REQUIRED WORK: Every line of the data should be output word for word.

EXERCISE MATERIALS:
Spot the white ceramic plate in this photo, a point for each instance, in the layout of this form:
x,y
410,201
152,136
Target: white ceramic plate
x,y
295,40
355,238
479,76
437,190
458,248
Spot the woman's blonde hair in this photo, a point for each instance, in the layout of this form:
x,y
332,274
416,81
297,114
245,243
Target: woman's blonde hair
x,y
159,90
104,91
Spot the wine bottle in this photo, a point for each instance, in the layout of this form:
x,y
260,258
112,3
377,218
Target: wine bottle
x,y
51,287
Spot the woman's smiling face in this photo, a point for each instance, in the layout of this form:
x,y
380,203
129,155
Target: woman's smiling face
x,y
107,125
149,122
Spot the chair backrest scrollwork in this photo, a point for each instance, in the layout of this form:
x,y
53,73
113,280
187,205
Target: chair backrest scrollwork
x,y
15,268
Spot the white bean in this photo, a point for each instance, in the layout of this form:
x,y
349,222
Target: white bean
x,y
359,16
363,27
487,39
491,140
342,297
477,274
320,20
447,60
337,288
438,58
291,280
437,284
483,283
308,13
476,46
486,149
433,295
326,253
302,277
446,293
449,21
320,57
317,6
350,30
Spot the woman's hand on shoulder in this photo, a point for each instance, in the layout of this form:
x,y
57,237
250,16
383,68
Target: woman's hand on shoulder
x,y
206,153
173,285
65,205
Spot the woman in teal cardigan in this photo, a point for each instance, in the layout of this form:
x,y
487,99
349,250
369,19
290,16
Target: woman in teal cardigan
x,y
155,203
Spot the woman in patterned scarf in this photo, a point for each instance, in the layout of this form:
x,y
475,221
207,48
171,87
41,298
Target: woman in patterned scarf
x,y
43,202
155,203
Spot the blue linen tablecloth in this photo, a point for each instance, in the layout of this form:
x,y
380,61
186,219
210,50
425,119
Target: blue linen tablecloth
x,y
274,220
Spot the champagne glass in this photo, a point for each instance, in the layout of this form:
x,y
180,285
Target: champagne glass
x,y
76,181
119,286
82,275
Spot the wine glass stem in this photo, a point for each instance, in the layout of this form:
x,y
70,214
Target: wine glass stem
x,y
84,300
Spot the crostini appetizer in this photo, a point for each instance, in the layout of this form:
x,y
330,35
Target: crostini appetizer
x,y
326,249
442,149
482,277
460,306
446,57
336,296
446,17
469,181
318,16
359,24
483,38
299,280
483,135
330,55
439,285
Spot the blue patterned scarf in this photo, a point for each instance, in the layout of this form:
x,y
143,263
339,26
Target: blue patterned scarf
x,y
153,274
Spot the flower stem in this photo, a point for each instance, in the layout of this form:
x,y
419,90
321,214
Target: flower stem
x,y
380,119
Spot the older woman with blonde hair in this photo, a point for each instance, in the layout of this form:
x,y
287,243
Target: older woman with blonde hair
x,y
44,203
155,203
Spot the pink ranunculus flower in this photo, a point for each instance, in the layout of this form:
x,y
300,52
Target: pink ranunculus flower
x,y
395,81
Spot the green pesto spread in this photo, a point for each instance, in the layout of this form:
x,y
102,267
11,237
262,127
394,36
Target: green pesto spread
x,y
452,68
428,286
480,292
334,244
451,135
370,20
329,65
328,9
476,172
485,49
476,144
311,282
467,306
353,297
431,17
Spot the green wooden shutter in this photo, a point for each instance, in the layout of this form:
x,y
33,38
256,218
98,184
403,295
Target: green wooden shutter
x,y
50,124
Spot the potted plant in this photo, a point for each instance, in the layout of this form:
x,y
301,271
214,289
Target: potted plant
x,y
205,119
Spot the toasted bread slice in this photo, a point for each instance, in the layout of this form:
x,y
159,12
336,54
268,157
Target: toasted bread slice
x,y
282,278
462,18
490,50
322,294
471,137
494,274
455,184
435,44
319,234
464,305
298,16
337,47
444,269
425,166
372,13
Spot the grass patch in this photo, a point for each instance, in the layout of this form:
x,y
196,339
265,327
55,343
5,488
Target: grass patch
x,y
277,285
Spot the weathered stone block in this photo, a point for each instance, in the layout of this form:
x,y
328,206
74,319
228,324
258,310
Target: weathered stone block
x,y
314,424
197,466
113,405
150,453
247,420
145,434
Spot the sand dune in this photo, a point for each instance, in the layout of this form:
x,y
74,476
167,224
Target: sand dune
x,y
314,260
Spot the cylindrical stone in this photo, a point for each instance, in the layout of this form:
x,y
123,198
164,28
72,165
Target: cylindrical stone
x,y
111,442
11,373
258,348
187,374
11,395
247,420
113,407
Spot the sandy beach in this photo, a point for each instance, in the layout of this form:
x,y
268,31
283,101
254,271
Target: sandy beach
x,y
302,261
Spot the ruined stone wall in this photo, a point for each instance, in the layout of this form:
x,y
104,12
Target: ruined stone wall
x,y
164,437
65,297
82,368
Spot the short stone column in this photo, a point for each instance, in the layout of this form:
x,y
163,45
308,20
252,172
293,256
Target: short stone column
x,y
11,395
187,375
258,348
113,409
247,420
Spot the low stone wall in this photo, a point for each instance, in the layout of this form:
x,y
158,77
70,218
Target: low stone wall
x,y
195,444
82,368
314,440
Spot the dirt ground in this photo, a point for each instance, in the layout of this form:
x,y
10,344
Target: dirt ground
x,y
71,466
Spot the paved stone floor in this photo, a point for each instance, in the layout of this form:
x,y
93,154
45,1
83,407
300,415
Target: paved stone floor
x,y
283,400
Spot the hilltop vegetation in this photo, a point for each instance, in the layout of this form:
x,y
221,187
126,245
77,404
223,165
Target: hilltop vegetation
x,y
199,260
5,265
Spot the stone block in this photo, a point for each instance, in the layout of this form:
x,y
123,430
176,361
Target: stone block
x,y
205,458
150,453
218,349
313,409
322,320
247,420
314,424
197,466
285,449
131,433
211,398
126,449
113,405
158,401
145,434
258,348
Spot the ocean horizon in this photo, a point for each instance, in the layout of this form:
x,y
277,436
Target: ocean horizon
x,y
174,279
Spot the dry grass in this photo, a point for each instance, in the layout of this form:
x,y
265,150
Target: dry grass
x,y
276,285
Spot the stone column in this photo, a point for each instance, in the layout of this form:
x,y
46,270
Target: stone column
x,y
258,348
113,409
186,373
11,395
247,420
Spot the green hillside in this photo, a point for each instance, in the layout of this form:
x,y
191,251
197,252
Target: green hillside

ANSWER SECTION:
Spot the white ceramic plate in this photo, a point for each instance, in the layout of this form:
x,y
410,201
152,136
Target: white ceramic plate
x,y
295,40
355,238
479,76
437,190
458,248
Spot the woman's blonde hair in this photo, a point for each instance, in the layout of this form:
x,y
332,274
416,81
297,114
245,243
Target: woman's blonde hair
x,y
159,90
104,91
Spot the wine bottle in this photo, a point for each instance, in the layout of this form:
x,y
260,258
112,3
377,218
Target: wine bottle
x,y
51,287
Spot the woman's smiling face in this photo, a point for each instance, in the layout of this form:
x,y
380,203
129,155
Target: woman's smiling face
x,y
107,125
149,122
Spot the chair backrest scrollwork in this photo, a point for each instance, in the layout of this form:
x,y
53,73
113,280
187,205
Target: chair backrest scrollwork
x,y
15,268
Spot the white bean in this photo, a point for each instance, in the layout of this form:
x,y
349,222
Target: white bean
x,y
359,16
363,27
487,39
491,140
342,297
477,274
320,20
447,60
337,288
438,58
291,280
437,284
483,283
308,13
476,46
486,149
433,295
326,253
302,277
446,293
449,21
320,57
317,6
350,30
Spot the woman's hand on shoulder in this photo, a point for each instance, in the layout of this form:
x,y
57,237
250,16
383,68
Target: woman's hand on shoulder
x,y
206,153
173,285
65,205
Spot the woman in teal cardigan in this photo, a point for each instance, in the layout of this form:
x,y
487,99
349,250
369,19
290,16
Target: woman in teal cardigan
x,y
155,203
Spot the woman in patterned scarf in this photo, a point for each instance, in the layout of this form:
x,y
475,221
207,48
171,87
41,298
Target: woman in patterned scarf
x,y
43,202
155,203
Spot the blue linen tablecloth in this photo, a point for each instance, in the layout of this form:
x,y
380,61
186,219
210,50
425,119
Target: blue linen tablecloth
x,y
274,220
Spot the champagne glass in this photo, a point for each instance, in the layout of this form:
x,y
180,285
Target: champagne glass
x,y
76,181
119,286
82,275
Spot the wine glass stem in this photo, a point for each instance, in the layout of this form:
x,y
70,214
Target: wine glass stem
x,y
84,300
Spot the crostini appetizer in this photo, a point for each instance, in the layout of this form:
x,y
330,35
Target: crostini appetizer
x,y
326,249
442,149
482,277
460,306
446,57
336,296
446,17
469,181
318,16
359,24
483,38
299,280
483,135
330,55
439,285
Spot the blue patterned scarf in this photo, a point for each instance, in the layout of this form:
x,y
143,263
339,26
Target: blue patterned scarf
x,y
153,274
Spot the flower stem in this photo, a point for each instance, in the layout of this form:
x,y
419,90
321,214
Target: flower stem
x,y
380,119
Spot the older woman with blonde hair in this photo, a point for each instance, in the layout of this form:
x,y
287,243
Target: older woman with blonde hair
x,y
44,203
155,203
Spot the pink ranunculus flower in this photo, a point for each instance, in the layout of this form:
x,y
300,52
Target: pink ranunculus flower
x,y
395,81
Spot the green pesto spread in this photo, a point for each instance, in the layout of this form:
x,y
102,267
11,237
262,127
394,36
Target: green pesto spread
x,y
452,68
428,286
480,292
334,244
451,135
370,20
329,65
328,9
476,172
485,49
476,144
311,282
467,306
353,297
431,17
Spot the green wooden shutter in this photo, a point for each instance, in the layout of this form:
x,y
33,38
256,218
98,184
403,295
Target: green wooden shutter
x,y
50,124
Spot the potted plant in this photo, a point for each instance, in the layout of this form:
x,y
301,271
214,289
Target: potted plant
x,y
205,119
Spot the toasted bread slice in this photo, a point for each instance, in the layout of this form:
x,y
159,12
336,54
268,157
Target: toasted bread slice
x,y
282,278
462,18
490,50
322,294
471,137
494,274
455,184
435,44
319,234
464,305
298,16
337,47
444,269
425,166
372,13
Spot the grass patch in this photo, a point for each instance, in the layout of this form:
x,y
196,339
265,327
55,343
5,488
Target: grass patch
x,y
277,285
Spot the weathered stone block in this photo, a point for each instance, in the layout of this form:
x,y
328,206
74,319
228,324
258,310
Target: weathered stone block
x,y
314,424
197,466
113,405
150,453
247,420
145,434
Spot the sand dune in this photo, a point for each instance, in the layout of this form:
x,y
74,476
167,224
Target: sand dune
x,y
314,260
Spot the cylindrical stone in this photo, a point for each instance, in the layout of this form:
x,y
123,198
164,28
72,165
Target: cylindrical stone
x,y
111,442
11,373
258,348
187,374
11,395
247,420
113,407
Spot the sandy beach in this photo, a point for each instance, in the layout of this form:
x,y
268,31
283,101
254,271
Target: sandy beach
x,y
302,261
Spot the ruined stone wall in this photo, a point for each instance, in the layout of this form:
x,y
104,12
Target: ruined stone wall
x,y
164,437
65,297
82,368
Spot the short stone column in this photo, a point for each instance, in the layout of this form:
x,y
163,45
308,20
252,172
293,256
Target: short stone column
x,y
11,395
187,375
258,348
113,409
247,420
Spot the low stone wall in this photo, a point for each instance, in the layout of this form:
x,y
158,77
70,218
Target: low stone wall
x,y
195,444
82,368
314,440
Spot the dirt ground in this photo, a point for each instance, in the layout of this form:
x,y
10,344
Target: dirt ground
x,y
71,466
Spot the paved stone floor in this photo, a point for each instance, in the layout of this form:
x,y
93,154
45,1
83,407
300,415
Target: paved stone floor
x,y
283,400
Spot the hilltop vegetation in this photo, a point for each instance, in the layout of this form:
x,y
221,187
126,245
77,404
223,165
Target: hilltop vegetation
x,y
199,260
5,265
Spot the stone block in this photo, a point for each instance, in the layout of this form:
x,y
123,430
176,361
Target: stone block
x,y
205,458
150,453
218,349
313,409
322,320
247,420
314,424
197,466
285,449
131,433
211,398
126,449
113,405
158,401
145,434
258,348
Spot the ocean horizon in this photo, a point for each instance, in the layout of this form:
x,y
277,436
Target: ocean horizon
x,y
174,279
Spot the dry grass in this photo, a point for each instance, in the layout of this form:
x,y
265,150
Target: dry grass
x,y
276,285
Spot the stone column in this photo, a point for each instance, in the layout of this form:
x,y
46,270
Target: stone column
x,y
258,348
113,409
186,373
11,395
247,420
Spot the green hillside in this photo, a point for each instance, in the layout of this form:
x,y
191,251
197,252
Target: green hillside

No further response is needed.